__EXCERPT__
[Start of Attachment]
Baraboo concert promises healing in wake of controversial prom photo
Art forms are like people, different but interconnected. Baraboo performers are using songs, words and dances from a variety of cultures to show all types of people are celebrated.
On May 19, the University of Wisconsin-Platteville Baraboo Sauk County Campus and Community Choir will present its annual spring concert at the Al. Ringling Theatre.
The concert is titled “Would You Harbor Me? Would I Harbor You?” and is the latest in a series of events held in response to a photograph that went viral of Baraboo High School boys appearing to deliver a Nazi salute before prom last year.
Choir director Deanna Horjus-Lang selected songs and speeches that illustrate the importance of tolerance. “It is an outreach through music to help a community heal,” she said.
[End of Attachment]
__INFORMATION SHOWN__
[Start of Attachment]
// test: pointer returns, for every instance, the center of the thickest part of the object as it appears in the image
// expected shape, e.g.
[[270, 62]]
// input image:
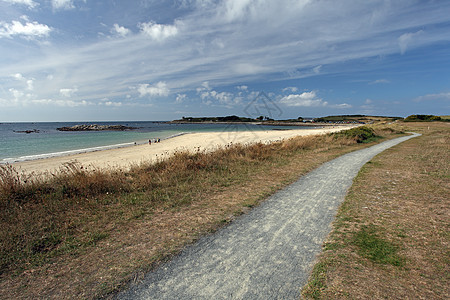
[End of Attachment]
__WHAT NEEDS TO BE DONE__
Repeat the passage of the Baraboo concert article word for word, starting at "Baraboo concert promises" and ending at "prom last year.". Use only the Baraboo concert article as your source.

__PROBLEM SOLUTION__
Baraboo concert promises healing in wake of controversial prom photo
Art forms are like people, different but interconnected. Baraboo performers are using songs, words and dances from a variety of cultures to show all types of people are celebrated.
On May 19, the University of Wisconsin-Platteville Baraboo Sauk County Campus and Community Choir will present its annual spring concert at the Al. Ringling Theatre.
The concert is titled “Would You Harbor Me? Would I Harbor You?” and is the latest in a series of events held in response to a photograph that went viral of Baraboo High School boys appearing to deliver a Nazi salute before prom last year.